→ EXERCISE MATERIALS
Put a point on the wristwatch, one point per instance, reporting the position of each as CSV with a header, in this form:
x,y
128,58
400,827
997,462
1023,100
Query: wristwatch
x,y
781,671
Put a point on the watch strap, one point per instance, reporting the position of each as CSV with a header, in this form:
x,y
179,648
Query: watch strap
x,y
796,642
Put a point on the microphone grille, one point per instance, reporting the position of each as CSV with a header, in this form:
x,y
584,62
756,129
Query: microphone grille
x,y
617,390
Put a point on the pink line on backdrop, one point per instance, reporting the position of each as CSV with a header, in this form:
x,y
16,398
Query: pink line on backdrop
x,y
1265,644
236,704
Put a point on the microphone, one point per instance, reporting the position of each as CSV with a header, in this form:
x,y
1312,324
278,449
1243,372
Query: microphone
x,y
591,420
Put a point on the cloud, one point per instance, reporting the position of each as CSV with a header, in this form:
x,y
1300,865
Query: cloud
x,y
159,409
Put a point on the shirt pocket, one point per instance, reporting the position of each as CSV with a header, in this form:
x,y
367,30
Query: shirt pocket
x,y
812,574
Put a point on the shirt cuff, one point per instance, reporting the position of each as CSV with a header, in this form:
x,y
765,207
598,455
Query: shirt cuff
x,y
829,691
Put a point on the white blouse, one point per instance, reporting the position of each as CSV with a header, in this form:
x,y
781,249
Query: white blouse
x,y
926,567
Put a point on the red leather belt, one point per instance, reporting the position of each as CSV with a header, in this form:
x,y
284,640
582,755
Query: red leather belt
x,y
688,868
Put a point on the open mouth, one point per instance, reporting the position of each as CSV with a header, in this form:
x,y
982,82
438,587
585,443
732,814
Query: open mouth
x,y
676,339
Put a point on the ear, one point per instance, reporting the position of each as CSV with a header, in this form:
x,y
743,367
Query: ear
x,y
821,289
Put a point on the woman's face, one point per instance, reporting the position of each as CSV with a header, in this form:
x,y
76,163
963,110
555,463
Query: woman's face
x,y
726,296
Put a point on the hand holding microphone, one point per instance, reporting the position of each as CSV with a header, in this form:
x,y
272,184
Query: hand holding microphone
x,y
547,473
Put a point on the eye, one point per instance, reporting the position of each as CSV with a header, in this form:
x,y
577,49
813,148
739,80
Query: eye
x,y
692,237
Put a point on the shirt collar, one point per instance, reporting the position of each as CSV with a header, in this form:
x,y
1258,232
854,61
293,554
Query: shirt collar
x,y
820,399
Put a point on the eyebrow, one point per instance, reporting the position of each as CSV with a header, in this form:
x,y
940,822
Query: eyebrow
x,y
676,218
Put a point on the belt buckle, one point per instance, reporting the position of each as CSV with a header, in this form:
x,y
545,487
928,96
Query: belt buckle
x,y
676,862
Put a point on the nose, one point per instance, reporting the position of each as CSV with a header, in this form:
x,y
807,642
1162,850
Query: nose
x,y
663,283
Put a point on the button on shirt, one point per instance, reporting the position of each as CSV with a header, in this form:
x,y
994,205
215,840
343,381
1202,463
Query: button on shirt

→ WHAT YOU WILL DO
Rewrite the listing above as a Markdown table with the columns Row and Text. Put one line per row, numbered in order, and skip any blank lines.

→ FINISHED EXERCISE
| Row | Text |
|---|---|
| 1 | Put a point on the wristwatch, one point per instance, reporting the position of each as CSV with a header, in this form: |
| 2 | x,y |
| 3 | 128,58 |
| 4 | 400,827 |
| 5 | 997,462 |
| 6 | 1023,100 |
| 7 | Query: wristwatch |
| 8 | x,y |
| 9 | 781,671 |
| 10 | Put a point on the watch strap, one point per instance, reporting the position of each as CSV with a header, in this form: |
| 11 | x,y |
| 12 | 179,648 |
| 13 | Query: watch strap |
| 14 | x,y |
| 15 | 796,642 |
| 16 | Put a point on the microphone grille, one point per instance, reporting the position of each as CSV with a header, in this form: |
| 17 | x,y |
| 18 | 584,62 |
| 19 | 756,129 |
| 20 | Query: microphone grille |
| 21 | x,y |
| 22 | 617,390 |
| 23 | Put a point on the pink line on backdrop, one point per instance, reporting the position of each as CSV with a header, in this form: |
| 24 | x,y |
| 25 | 16,398 |
| 26 | Query: pink line on backdrop |
| 27 | x,y |
| 28 | 1265,644 |
| 29 | 236,704 |
| 30 | Put a point on the microphone, one point per instance, reporting the position of each as CSV with a header, in this form: |
| 31 | x,y |
| 32 | 1312,324 |
| 33 | 278,449 |
| 34 | 1243,372 |
| 35 | Query: microphone |
| 36 | x,y |
| 37 | 591,420 |
| 38 | Put a point on the cloud, one point per instance, reporting the position of each as CSV with a header, in this form: |
| 39 | x,y |
| 40 | 1300,865 |
| 41 | Query: cloud |
| 42 | x,y |
| 43 | 159,409 |
| 44 | Put a point on the shirt pocket, one point per instance, reporting the position of each as CSV with a header, in this form: |
| 45 | x,y |
| 46 | 367,30 |
| 47 | Query: shirt pocket |
| 48 | x,y |
| 49 | 812,574 |
| 50 | Put a point on the shirt cuff, one point per instance, reporting the position of each as CSV with a header, in this form: |
| 51 | x,y |
| 52 | 765,207 |
| 53 | 598,455 |
| 54 | Query: shirt cuff |
| 55 | x,y |
| 56 | 829,691 |
| 57 | Put a point on the white blouse, one point per instance, reporting the position of each as CSV with a header, in this form: |
| 58 | x,y |
| 59 | 781,249 |
| 60 | Query: white blouse |
| 61 | x,y |
| 62 | 926,567 |
| 63 | Put a point on the red leather belt, one point per instance, reporting the position of each as CSV with a header, in this form: |
| 64 | x,y |
| 65 | 284,640 |
| 66 | 582,755 |
| 67 | Query: red leather belt |
| 68 | x,y |
| 69 | 688,868 |
| 70 | Put a point on the open mouth, one point per instance, reporting the position of each as CSV with a header, in this form: |
| 71 | x,y |
| 72 | 982,82 |
| 73 | 438,587 |
| 74 | 585,443 |
| 75 | 732,814 |
| 76 | Query: open mouth |
| 77 | x,y |
| 78 | 676,339 |
| 79 | Put a point on the ear, one point per instance, reporting the position of each as CSV with a header, in this form: |
| 80 | x,y |
| 81 | 743,367 |
| 82 | Query: ear |
| 83 | x,y |
| 84 | 821,289 |
| 85 | Put a point on the woman's face, one point per instance, reporting the position of each as CSV with a header, in this form: |
| 86 | x,y |
| 87 | 76,163 |
| 88 | 963,110 |
| 89 | 555,463 |
| 90 | Query: woman's face |
| 91 | x,y |
| 92 | 726,296 |
| 93 | Put a point on the hand holding microphone, one point per instance, reporting the position of each as CSV with a header, in this form: |
| 94 | x,y |
| 95 | 272,184 |
| 96 | Query: hand holding microphone |
| 97 | x,y |
| 98 | 547,473 |
| 99 | Put a point on the eye, one point per instance, reporting the position of each as CSV with a header, in this form: |
| 100 | x,y |
| 101 | 577,49 |
| 102 | 813,148 |
| 103 | 739,80 |
| 104 | Query: eye |
| 105 | x,y |
| 106 | 692,237 |
| 107 | Put a point on the shirt collar, one point per instance, reporting the position of each as CSV with a header, in this form: |
| 108 | x,y |
| 109 | 1258,232 |
| 110 | 854,61 |
| 111 | 293,554 |
| 112 | Query: shirt collar |
| 113 | x,y |
| 114 | 820,399 |
| 115 | Put a point on the eyebrow, one point per instance, reporting the position of each as CSV with a header, in this form: |
| 116 | x,y |
| 117 | 940,822 |
| 118 | Query: eyebrow |
| 119 | x,y |
| 120 | 676,218 |
| 121 | Put a point on the belt buckle, one point per instance, reporting the position of each as CSV with a header, in this form: |
| 122 | x,y |
| 123 | 545,487 |
| 124 | 928,96 |
| 125 | Query: belt buckle |
| 126 | x,y |
| 127 | 676,862 |
| 128 | Put a point on the nose, one point per instance, reporting the position of each as CSV with a header, in this form: |
| 129 | x,y |
| 130 | 807,642 |
| 131 | 1162,850 |
| 132 | Query: nose |
| 133 | x,y |
| 134 | 663,283 |
| 135 | Put a point on the button on shirt, one point per instance, reporting the position of each as CSV with a header, in this form: |
| 136 | x,y |
| 137 | 994,205 |
| 138 | 215,840 |
| 139 | 343,381 |
| 140 | 1202,463 |
| 141 | Query: button on shirt |